Tell how many lines of the material below hold "bare". The reply is that number alone.

▶ [Recorded information]:
▬▬▬

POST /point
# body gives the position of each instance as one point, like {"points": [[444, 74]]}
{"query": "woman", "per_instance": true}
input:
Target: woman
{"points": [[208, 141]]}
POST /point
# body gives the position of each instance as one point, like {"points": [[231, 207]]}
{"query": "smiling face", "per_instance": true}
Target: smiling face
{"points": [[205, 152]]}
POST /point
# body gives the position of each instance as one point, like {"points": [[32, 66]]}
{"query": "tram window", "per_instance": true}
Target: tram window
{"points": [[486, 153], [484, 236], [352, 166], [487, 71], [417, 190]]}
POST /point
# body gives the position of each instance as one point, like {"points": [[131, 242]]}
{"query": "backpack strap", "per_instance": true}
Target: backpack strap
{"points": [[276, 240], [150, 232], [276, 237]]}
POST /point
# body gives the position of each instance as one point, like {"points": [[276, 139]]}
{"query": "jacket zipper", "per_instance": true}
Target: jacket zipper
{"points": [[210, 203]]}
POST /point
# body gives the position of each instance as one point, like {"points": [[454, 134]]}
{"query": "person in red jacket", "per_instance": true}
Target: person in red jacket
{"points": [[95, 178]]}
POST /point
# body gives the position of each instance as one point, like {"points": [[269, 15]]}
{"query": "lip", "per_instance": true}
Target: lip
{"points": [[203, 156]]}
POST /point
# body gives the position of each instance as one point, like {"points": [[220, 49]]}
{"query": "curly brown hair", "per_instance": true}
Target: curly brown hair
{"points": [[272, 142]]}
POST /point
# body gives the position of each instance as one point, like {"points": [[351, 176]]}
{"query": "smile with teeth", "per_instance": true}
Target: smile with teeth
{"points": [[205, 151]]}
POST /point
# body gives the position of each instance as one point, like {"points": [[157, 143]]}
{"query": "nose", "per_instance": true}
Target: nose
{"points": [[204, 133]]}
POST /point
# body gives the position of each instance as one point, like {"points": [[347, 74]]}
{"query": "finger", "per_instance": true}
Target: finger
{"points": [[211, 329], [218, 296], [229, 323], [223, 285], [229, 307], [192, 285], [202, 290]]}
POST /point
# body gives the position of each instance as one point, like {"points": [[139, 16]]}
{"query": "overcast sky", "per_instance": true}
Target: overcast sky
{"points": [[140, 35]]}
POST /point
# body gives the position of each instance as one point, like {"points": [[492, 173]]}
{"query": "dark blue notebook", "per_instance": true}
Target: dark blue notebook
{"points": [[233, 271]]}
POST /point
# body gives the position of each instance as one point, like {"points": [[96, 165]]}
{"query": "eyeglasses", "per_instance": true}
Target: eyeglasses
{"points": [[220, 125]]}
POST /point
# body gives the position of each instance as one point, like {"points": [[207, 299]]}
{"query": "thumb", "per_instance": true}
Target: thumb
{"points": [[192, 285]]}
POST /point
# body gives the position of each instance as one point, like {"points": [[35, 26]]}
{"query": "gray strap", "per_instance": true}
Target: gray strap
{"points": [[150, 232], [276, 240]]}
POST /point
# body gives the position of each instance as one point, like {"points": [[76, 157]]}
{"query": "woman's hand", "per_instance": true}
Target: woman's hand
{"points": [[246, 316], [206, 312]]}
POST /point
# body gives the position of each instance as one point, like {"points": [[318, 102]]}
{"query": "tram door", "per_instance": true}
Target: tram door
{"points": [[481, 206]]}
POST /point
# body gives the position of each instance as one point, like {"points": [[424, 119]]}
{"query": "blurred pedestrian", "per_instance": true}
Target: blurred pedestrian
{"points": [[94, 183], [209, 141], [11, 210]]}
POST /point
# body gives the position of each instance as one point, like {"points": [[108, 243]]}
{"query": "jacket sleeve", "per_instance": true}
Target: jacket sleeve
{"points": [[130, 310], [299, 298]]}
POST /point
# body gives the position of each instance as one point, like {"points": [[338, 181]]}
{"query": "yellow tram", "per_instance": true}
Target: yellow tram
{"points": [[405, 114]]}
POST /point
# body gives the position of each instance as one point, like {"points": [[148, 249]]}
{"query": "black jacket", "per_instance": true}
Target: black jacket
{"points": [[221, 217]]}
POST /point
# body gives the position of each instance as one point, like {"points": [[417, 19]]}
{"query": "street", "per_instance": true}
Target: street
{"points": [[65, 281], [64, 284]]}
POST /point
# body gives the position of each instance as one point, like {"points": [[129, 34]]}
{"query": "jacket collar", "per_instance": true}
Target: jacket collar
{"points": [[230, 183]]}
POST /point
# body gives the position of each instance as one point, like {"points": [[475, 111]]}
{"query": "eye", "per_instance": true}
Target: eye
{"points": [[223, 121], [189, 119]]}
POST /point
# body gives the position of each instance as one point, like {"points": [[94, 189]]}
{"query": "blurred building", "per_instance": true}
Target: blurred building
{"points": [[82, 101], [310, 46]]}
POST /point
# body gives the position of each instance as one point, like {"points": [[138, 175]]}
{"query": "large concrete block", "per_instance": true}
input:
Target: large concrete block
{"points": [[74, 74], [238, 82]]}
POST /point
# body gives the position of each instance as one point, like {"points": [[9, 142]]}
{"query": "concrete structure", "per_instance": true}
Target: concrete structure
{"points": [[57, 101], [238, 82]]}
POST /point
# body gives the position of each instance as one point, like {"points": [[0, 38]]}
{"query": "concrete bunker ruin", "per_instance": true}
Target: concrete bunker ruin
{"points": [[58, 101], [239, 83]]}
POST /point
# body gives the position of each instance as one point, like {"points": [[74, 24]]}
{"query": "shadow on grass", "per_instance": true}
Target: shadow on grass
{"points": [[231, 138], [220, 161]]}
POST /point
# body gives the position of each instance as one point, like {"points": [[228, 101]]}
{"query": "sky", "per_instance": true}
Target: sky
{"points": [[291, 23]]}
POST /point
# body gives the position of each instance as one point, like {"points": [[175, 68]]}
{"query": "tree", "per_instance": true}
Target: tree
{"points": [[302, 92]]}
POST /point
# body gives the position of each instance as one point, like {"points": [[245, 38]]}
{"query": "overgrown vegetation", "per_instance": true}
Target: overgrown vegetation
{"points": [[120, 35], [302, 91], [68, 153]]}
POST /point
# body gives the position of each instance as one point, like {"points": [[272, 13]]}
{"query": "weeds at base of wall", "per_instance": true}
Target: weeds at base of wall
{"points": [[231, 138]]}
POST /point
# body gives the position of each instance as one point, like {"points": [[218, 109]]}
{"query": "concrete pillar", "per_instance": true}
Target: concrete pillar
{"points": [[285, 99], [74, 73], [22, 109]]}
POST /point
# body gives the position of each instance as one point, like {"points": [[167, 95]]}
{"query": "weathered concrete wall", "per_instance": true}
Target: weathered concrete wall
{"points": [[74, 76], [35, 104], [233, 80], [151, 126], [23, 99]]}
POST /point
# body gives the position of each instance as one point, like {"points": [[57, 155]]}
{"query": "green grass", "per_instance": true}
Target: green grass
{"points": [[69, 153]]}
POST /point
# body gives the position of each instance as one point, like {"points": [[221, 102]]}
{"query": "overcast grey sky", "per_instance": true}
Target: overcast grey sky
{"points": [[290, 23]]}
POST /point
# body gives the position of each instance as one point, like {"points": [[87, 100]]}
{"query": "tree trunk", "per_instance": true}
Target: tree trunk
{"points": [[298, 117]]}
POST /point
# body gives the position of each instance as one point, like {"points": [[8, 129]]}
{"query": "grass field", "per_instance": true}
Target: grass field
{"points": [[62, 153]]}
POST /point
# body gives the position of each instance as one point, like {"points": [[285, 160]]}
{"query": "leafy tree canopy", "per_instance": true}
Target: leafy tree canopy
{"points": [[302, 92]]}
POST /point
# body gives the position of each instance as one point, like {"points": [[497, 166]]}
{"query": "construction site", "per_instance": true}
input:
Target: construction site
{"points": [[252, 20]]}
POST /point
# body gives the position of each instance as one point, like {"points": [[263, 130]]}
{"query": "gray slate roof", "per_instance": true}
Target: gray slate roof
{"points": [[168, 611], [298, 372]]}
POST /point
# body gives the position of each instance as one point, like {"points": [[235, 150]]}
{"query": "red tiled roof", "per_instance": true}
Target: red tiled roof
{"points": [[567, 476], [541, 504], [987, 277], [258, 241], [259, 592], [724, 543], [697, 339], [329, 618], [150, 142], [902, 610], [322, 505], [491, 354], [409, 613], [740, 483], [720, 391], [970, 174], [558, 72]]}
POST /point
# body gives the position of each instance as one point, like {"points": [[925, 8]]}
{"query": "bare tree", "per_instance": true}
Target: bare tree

▬▬▬

▶ [Answer to the exercise]: 2